AIM :: Copy out the entries below word for word, starting with the line containing "Q: Put a point on each instance of the green lawn" and ending with the line containing "x=476 y=190", with both of those lines included.

RECORDED INFORMATION ::
━━━━━━━━━━━━━━━━

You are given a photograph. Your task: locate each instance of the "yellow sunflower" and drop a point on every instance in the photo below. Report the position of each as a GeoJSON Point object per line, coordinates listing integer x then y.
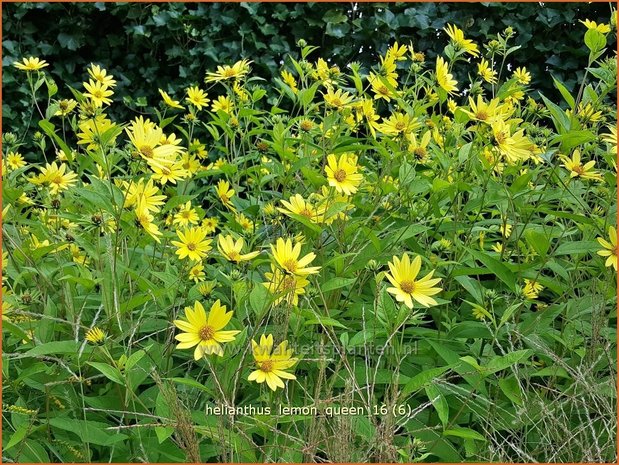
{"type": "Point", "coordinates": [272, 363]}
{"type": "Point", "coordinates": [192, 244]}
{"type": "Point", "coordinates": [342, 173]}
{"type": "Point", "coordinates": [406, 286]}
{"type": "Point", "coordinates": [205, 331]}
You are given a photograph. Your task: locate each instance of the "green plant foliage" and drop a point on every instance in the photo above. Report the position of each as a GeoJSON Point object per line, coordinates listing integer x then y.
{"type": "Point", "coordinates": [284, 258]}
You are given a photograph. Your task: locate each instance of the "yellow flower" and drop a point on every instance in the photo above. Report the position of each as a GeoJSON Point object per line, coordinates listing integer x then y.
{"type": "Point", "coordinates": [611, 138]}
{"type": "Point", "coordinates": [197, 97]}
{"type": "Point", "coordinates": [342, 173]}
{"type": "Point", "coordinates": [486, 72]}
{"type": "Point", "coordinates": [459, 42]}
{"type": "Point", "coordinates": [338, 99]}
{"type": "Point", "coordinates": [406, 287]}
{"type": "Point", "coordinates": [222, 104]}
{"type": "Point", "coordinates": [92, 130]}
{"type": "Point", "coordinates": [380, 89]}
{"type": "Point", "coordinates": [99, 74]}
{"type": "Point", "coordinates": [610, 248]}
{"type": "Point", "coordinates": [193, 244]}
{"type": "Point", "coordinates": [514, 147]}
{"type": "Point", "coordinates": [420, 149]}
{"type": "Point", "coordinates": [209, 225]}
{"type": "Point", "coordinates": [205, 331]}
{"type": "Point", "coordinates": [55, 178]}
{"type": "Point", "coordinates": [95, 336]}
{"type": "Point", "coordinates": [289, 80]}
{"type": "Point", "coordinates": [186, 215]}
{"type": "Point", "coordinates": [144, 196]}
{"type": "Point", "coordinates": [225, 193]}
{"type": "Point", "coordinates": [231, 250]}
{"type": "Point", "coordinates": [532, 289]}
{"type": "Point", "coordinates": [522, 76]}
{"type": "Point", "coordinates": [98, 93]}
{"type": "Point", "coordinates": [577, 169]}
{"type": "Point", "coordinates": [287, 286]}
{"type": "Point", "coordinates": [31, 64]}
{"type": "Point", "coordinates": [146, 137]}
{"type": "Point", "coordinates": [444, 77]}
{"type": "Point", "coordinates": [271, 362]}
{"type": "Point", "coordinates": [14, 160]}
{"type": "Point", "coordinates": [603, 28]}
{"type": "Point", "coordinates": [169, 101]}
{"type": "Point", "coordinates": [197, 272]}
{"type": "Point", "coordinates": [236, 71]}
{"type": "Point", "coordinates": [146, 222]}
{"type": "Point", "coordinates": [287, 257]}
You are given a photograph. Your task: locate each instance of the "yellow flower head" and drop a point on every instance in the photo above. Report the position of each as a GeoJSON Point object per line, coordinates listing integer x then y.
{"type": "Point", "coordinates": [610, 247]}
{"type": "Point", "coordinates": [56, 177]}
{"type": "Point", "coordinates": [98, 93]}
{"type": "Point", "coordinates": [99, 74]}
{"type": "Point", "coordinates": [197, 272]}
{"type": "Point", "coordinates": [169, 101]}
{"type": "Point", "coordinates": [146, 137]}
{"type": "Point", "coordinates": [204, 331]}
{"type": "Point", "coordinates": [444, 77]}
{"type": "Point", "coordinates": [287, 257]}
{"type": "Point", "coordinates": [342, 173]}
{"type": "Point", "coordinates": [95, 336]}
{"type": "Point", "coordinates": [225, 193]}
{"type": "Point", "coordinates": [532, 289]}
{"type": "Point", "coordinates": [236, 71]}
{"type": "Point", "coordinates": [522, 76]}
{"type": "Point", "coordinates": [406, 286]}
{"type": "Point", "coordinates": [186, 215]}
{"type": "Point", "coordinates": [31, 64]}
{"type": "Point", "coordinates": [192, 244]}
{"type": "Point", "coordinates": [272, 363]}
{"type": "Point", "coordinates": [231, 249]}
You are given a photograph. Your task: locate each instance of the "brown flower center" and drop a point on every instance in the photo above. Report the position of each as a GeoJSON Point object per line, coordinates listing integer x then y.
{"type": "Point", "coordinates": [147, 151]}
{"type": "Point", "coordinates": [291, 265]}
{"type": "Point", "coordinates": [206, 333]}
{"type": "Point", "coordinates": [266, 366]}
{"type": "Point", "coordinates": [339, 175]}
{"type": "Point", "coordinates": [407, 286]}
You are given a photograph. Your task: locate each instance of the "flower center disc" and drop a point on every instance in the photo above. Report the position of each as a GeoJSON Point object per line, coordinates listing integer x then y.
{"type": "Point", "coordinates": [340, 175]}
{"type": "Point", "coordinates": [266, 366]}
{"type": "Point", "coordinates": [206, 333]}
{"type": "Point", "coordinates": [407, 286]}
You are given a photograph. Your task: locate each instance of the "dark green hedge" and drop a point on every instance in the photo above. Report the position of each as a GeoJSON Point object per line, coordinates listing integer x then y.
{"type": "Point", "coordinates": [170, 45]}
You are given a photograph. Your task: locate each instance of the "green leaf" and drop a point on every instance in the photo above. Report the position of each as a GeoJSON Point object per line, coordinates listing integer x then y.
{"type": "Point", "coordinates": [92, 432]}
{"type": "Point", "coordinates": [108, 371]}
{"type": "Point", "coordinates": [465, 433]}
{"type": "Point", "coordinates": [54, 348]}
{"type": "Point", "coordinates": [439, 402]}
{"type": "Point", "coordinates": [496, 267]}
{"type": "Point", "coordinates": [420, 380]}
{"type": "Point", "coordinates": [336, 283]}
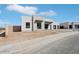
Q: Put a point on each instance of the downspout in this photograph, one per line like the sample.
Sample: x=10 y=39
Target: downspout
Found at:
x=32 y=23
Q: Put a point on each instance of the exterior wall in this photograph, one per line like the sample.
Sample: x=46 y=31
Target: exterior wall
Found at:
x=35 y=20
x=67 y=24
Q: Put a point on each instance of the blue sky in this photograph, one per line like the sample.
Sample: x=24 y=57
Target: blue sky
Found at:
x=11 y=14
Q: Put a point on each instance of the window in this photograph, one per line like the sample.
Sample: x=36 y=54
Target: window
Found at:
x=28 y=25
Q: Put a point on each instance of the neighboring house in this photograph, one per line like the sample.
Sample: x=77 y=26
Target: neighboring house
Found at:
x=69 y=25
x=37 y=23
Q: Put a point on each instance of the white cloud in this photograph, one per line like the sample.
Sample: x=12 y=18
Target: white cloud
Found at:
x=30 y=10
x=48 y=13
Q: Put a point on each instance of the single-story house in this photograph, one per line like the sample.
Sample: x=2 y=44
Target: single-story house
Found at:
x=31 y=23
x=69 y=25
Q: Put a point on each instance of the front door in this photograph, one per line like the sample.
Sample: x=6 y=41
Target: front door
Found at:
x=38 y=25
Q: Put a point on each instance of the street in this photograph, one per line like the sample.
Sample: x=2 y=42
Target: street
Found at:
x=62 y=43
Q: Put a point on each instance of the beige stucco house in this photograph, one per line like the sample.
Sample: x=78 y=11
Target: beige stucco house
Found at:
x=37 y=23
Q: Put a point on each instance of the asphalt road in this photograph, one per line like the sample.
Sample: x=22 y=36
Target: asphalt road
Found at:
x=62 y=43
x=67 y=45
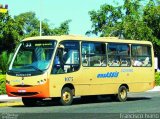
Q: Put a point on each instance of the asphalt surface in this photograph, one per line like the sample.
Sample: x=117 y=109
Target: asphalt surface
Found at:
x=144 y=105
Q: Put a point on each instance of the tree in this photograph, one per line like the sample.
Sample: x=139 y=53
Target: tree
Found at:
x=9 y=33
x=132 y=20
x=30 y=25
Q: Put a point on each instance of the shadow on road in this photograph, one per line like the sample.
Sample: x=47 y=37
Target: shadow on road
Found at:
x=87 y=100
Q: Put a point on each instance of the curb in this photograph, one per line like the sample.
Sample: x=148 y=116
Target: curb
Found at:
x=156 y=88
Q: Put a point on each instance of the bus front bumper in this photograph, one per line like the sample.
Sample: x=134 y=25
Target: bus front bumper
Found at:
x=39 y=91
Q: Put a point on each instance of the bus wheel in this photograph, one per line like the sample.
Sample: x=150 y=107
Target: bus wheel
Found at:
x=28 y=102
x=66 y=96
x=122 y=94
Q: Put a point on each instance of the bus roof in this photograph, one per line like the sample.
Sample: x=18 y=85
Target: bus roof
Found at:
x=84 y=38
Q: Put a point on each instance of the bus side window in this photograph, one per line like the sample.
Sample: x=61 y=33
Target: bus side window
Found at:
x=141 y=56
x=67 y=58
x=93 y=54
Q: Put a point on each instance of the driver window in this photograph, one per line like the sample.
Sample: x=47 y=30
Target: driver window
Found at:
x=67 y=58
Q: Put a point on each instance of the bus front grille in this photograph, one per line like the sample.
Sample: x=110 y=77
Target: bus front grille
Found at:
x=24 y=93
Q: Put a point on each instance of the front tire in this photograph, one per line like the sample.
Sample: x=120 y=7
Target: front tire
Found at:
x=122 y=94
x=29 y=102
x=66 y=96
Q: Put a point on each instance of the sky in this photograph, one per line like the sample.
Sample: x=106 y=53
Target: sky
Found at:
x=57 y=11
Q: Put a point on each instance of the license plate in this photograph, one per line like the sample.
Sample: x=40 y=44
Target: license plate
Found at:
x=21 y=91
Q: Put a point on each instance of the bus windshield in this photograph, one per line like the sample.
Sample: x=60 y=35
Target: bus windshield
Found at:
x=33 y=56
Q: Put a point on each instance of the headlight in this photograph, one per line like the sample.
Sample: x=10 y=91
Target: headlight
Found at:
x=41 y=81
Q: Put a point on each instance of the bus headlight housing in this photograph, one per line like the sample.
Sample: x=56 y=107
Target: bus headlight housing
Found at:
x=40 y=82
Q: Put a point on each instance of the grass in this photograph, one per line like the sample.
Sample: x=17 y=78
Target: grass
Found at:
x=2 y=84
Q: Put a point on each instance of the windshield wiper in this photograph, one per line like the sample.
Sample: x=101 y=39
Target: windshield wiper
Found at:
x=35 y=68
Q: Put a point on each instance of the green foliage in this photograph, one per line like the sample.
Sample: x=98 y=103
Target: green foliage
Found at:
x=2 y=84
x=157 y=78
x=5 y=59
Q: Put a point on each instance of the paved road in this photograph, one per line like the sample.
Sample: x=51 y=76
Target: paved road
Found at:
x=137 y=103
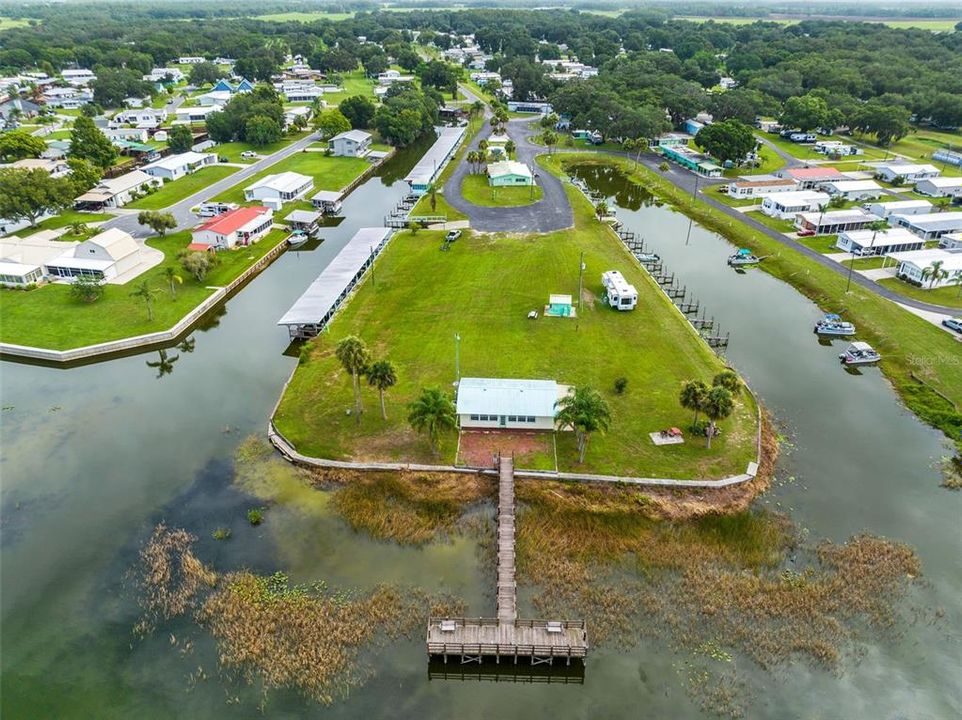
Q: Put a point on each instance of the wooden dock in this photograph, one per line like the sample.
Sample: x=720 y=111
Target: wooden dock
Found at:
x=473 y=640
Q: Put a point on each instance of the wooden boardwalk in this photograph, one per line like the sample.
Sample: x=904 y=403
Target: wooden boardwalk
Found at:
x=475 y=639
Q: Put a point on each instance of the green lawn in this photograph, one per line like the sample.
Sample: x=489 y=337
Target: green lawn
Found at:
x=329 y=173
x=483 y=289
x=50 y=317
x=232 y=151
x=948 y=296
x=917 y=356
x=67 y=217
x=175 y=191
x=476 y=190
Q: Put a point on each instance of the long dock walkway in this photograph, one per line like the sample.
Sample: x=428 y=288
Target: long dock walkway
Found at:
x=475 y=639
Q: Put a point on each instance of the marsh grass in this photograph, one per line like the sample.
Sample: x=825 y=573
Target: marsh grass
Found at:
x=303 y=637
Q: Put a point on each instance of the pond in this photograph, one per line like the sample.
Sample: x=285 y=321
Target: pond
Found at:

━━━━━━━━━━━━━━━━

SOLUTION TO THIS EXERCISE ::
Q: Put a point on each instance of the green lawn in this photograph, one per line like the sample.
Sample: x=489 y=337
Target: green lawn
Found at:
x=329 y=173
x=483 y=289
x=50 y=317
x=232 y=151
x=948 y=296
x=917 y=356
x=67 y=217
x=175 y=191
x=476 y=190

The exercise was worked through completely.